◆ Compito da svolgere
Puoi modificare i record, partendo dall'inizio e proseguendo fino alla riga con "pixel 655 788" compresa, sostituendo "Target" con "Label" e lasciando invariato tutto il resto? Riporta soltanto queste righe.

◆ Righe di dati
::::::

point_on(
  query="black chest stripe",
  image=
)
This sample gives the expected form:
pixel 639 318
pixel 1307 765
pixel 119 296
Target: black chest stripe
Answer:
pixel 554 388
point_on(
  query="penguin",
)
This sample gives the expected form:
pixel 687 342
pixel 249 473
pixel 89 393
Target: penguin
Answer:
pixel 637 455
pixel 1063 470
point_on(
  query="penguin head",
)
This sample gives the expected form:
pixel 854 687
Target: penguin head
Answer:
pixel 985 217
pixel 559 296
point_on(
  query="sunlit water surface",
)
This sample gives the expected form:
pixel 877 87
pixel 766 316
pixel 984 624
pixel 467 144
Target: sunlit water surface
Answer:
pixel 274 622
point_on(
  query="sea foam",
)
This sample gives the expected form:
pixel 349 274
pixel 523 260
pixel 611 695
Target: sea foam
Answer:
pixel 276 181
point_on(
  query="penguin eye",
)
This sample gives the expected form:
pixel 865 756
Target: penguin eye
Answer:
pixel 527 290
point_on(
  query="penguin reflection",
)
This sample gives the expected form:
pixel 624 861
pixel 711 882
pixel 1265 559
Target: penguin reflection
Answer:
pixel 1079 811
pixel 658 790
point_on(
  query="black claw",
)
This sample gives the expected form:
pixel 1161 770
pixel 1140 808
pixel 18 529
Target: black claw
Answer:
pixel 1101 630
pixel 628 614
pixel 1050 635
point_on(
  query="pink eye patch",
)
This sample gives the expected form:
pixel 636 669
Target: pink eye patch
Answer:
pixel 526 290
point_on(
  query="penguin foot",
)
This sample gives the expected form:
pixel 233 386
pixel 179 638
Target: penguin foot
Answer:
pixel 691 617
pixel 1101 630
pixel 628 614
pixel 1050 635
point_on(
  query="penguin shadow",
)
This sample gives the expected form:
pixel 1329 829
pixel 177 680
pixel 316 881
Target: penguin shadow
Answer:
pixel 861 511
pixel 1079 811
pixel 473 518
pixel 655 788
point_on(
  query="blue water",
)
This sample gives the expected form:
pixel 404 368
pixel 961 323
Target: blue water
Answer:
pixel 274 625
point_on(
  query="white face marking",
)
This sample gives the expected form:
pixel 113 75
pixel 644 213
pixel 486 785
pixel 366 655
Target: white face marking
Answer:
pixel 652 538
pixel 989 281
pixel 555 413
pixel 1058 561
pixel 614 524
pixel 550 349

::::::

◆ Soluzione proposta
point_on(
  query="black chest stripe",
  image=
)
This sample gives the expected form:
pixel 639 318
pixel 1307 765
pixel 119 296
Label: black chest stripe
Answer:
pixel 554 388
point_on(
  query="penguin",
)
This sample gives the expected form:
pixel 687 342
pixel 249 473
pixel 89 393
Label: penguin
Answer:
pixel 637 455
pixel 1063 470
point_on(
  query="penguin head",
)
This sample gives the expected form:
pixel 854 687
Label: penguin head
Answer:
pixel 985 217
pixel 559 296
point_on(
  query="sunlit water surface",
)
This sample gives the expected form:
pixel 877 87
pixel 766 316
pixel 984 624
pixel 467 144
Label: sunlit water surface
Answer:
pixel 274 622
point_on(
  query="sea foam",
)
This sample gives the expected form:
pixel 349 274
pixel 523 260
pixel 611 695
Label: sea foam
Answer:
pixel 276 181
point_on(
  query="penguin eye",
)
This sample gives the expected form:
pixel 865 756
Label: penguin eye
Answer:
pixel 527 290
point_on(
  query="penguin reflection",
)
This sample gives the expected form:
pixel 624 861
pixel 711 882
pixel 1265 559
Label: penguin reflection
Answer:
pixel 1079 811
pixel 658 790
point_on(
  query="black claw",
)
This sample gives the expected form:
pixel 1161 770
pixel 1140 808
pixel 18 529
Label: black claw
Answer:
pixel 1101 630
pixel 628 614
pixel 1050 635
point_on(
  query="pink eye patch",
)
This sample gives the expected form:
pixel 636 669
Label: pink eye patch
Answer:
pixel 526 290
point_on(
  query="penguin foot",
)
This sample gives the expected form:
pixel 233 386
pixel 179 638
Label: penguin foot
Answer:
pixel 691 617
pixel 1101 630
pixel 628 614
pixel 1050 635
point_on(
  query="penguin shadow",
)
This sample gives the expected form:
pixel 1329 829
pixel 177 680
pixel 316 881
Label: penguin shadow
Answer:
pixel 861 511
pixel 1079 811
pixel 473 518
pixel 655 788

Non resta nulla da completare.